→ **Exercise objective**: For this exercise, output the line containing "any bird's claw" and every line after it through the end of the records, exactly, and no other line.

→ **Material shown**:

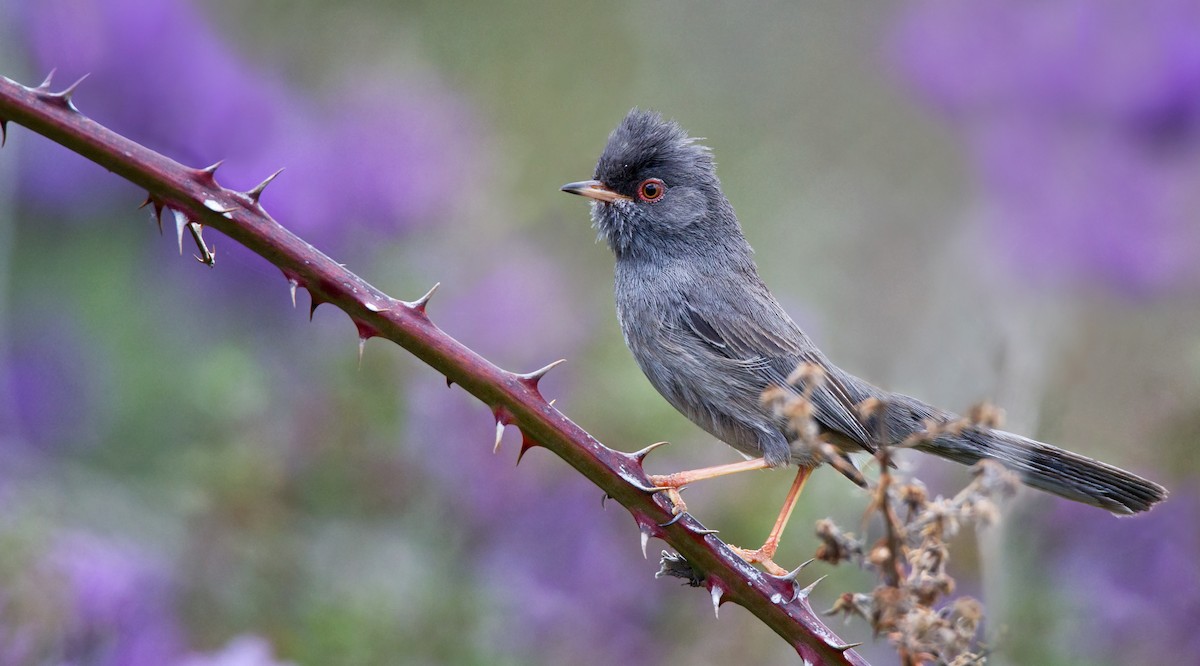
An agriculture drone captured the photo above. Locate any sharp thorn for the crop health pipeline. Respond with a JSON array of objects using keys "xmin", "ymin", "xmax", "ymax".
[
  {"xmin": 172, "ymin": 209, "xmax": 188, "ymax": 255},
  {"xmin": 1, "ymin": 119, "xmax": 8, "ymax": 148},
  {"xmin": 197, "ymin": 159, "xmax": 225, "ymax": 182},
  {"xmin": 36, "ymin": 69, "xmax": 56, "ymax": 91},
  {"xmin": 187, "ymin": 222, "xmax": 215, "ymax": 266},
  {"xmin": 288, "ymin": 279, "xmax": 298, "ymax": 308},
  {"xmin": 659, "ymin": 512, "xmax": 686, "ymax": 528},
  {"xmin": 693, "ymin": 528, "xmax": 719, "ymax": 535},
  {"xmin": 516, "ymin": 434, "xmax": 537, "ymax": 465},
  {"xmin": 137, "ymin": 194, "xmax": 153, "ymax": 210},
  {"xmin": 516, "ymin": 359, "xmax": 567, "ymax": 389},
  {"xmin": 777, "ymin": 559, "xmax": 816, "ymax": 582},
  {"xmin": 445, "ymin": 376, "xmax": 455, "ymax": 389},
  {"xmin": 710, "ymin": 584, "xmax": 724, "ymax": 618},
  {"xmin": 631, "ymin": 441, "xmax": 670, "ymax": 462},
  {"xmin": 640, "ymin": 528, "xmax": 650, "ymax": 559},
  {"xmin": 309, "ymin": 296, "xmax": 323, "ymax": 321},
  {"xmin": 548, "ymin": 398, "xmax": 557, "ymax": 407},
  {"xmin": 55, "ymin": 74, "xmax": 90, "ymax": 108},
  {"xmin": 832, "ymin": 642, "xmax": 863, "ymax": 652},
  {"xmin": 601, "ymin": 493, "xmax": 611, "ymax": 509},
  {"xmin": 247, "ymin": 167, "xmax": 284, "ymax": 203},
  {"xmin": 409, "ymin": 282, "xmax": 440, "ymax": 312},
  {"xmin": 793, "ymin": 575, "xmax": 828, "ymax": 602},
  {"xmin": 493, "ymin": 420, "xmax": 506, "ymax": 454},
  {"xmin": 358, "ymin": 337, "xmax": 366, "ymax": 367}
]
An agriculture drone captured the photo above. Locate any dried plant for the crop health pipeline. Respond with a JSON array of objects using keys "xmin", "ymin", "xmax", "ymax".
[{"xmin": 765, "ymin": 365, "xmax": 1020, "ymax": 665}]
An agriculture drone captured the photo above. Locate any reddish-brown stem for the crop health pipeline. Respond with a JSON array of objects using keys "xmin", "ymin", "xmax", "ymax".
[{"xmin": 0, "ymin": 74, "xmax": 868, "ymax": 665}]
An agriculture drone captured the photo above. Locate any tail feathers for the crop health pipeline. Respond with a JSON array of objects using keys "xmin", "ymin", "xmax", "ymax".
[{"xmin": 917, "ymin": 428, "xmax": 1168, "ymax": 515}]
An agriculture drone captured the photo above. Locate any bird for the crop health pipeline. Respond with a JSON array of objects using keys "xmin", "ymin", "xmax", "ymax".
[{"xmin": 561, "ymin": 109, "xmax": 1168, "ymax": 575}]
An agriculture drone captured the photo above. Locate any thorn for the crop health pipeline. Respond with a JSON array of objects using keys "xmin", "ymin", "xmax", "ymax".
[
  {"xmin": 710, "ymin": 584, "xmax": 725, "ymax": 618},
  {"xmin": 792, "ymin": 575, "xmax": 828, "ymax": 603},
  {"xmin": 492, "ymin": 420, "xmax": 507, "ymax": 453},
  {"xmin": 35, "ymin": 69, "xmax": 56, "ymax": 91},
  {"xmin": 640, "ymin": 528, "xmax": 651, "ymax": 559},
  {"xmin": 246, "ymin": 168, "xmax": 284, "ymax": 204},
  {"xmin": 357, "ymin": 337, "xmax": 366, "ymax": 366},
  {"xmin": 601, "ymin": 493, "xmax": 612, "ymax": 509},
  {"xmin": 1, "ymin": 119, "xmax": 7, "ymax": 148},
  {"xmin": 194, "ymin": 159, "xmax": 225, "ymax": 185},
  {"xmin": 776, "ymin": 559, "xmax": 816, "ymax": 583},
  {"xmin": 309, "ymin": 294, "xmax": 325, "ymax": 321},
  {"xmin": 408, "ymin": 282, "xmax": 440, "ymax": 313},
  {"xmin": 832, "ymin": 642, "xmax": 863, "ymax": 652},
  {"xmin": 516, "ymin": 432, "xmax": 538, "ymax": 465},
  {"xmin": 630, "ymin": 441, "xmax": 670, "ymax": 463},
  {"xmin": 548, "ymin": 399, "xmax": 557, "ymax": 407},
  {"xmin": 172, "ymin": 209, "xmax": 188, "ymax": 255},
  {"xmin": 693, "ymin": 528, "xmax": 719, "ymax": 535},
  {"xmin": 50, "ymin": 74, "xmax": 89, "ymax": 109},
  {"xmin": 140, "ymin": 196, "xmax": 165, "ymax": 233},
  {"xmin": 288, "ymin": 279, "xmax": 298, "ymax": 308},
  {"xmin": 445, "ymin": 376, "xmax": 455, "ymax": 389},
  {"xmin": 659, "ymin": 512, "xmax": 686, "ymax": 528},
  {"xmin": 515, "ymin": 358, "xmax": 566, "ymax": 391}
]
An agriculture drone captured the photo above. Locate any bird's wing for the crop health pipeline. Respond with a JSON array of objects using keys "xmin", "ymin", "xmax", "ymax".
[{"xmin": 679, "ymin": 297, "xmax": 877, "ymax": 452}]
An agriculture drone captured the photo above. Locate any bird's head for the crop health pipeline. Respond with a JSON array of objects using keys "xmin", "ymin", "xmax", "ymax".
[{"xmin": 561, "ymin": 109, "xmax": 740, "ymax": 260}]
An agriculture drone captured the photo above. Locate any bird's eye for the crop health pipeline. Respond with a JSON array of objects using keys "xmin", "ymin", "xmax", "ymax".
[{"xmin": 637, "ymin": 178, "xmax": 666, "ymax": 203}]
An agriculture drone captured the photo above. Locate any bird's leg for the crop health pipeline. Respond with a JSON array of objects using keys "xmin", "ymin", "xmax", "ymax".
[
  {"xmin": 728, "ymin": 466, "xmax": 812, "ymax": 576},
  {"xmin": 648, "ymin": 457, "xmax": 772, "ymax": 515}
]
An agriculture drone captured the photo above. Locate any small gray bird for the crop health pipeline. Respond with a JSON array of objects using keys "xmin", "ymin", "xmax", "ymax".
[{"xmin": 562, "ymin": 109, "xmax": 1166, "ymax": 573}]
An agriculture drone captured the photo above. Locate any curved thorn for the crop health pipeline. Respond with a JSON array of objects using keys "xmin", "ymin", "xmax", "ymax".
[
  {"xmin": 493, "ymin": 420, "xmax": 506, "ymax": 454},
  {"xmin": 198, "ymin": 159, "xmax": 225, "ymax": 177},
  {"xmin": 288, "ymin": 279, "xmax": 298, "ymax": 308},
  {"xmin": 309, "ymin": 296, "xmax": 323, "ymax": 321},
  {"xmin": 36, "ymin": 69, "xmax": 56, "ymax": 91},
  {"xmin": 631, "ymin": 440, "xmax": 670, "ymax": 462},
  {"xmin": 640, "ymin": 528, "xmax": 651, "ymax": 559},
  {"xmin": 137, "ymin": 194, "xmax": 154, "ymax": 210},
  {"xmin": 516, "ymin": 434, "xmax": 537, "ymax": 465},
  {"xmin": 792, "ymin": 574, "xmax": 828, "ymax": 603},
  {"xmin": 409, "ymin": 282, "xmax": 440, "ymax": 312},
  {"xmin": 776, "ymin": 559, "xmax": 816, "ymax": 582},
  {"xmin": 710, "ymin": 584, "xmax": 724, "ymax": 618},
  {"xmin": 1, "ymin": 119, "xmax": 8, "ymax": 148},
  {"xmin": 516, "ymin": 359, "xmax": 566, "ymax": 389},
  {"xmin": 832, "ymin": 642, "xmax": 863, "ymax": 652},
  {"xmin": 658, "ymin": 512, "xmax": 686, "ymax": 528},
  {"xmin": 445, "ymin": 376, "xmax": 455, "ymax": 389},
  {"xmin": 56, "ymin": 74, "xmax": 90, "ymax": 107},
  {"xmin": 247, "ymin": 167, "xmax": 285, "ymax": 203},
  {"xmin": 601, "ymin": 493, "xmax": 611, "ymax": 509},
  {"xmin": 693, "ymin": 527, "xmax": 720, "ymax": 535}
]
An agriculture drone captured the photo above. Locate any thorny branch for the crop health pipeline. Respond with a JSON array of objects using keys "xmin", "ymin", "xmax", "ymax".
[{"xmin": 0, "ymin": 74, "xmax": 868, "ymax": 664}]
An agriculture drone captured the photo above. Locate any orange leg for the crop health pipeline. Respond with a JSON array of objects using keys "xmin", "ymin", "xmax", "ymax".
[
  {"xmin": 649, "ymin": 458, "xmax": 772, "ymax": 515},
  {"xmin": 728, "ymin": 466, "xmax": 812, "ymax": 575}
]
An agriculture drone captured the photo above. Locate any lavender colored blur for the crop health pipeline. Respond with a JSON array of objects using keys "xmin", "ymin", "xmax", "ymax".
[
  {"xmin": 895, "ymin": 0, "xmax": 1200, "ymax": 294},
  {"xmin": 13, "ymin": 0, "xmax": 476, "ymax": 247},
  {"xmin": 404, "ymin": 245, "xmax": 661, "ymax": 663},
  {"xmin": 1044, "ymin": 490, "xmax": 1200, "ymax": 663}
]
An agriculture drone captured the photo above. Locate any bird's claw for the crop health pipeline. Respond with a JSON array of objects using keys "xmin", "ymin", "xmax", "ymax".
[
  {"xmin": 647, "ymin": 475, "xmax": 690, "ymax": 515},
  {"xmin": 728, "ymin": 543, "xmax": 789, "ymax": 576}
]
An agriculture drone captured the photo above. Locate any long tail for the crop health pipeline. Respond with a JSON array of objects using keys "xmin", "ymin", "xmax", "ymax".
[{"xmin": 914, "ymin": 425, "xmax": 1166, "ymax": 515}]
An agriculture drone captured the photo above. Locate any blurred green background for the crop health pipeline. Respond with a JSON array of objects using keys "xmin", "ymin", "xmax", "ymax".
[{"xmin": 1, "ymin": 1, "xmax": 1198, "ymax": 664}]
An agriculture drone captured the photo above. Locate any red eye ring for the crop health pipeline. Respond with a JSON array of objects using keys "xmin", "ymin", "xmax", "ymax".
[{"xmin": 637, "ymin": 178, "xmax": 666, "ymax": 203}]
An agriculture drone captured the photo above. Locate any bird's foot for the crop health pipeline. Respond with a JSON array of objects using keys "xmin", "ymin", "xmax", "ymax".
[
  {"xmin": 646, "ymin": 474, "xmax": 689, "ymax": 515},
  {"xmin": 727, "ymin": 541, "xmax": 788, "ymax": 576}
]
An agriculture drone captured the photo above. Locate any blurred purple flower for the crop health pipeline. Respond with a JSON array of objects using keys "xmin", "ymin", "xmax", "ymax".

→ **Output for this exercise**:
An agriculture drone captured the photo above. Locate any bird's claw for the crop health pipeline. Respond with a JSON array of objects using keys "xmin", "ymin", "xmax", "ymax".
[
  {"xmin": 647, "ymin": 475, "xmax": 690, "ymax": 515},
  {"xmin": 728, "ymin": 543, "xmax": 789, "ymax": 576}
]
An agriculture drone captured the photo above. Locate any long tail for the crop health pipeline. Respond with a JSON array of objects using keys "xmin", "ymin", "xmax", "ymax".
[{"xmin": 914, "ymin": 425, "xmax": 1166, "ymax": 515}]
An agriculture drone captured the photo above. Locate any blurred green background for the crop health pipeline. Respond with a JSON array of objects using keys "xmin", "ymin", "xmax", "ymax".
[{"xmin": 1, "ymin": 1, "xmax": 1198, "ymax": 664}]
An agriculture drone captured the photo above. Locate any red eye ring for the crop health pipeline. Respond with a JSON array of objects using keys "xmin", "ymin", "xmax", "ymax".
[{"xmin": 637, "ymin": 178, "xmax": 666, "ymax": 203}]
An agriculture drone captured the photo above. Locate any bird's foot for the crop health pipeline. Respond with a JSON array of objects using keys "xmin", "ymin", "xmax", "ymax".
[
  {"xmin": 646, "ymin": 474, "xmax": 689, "ymax": 515},
  {"xmin": 727, "ymin": 541, "xmax": 788, "ymax": 576}
]
An agriculture drone captured the photo above. Locate any blurred purple flower for the crop health pipeline. Respond with a JSON array of objects using keys "xmin", "ymin", "xmax", "ymax".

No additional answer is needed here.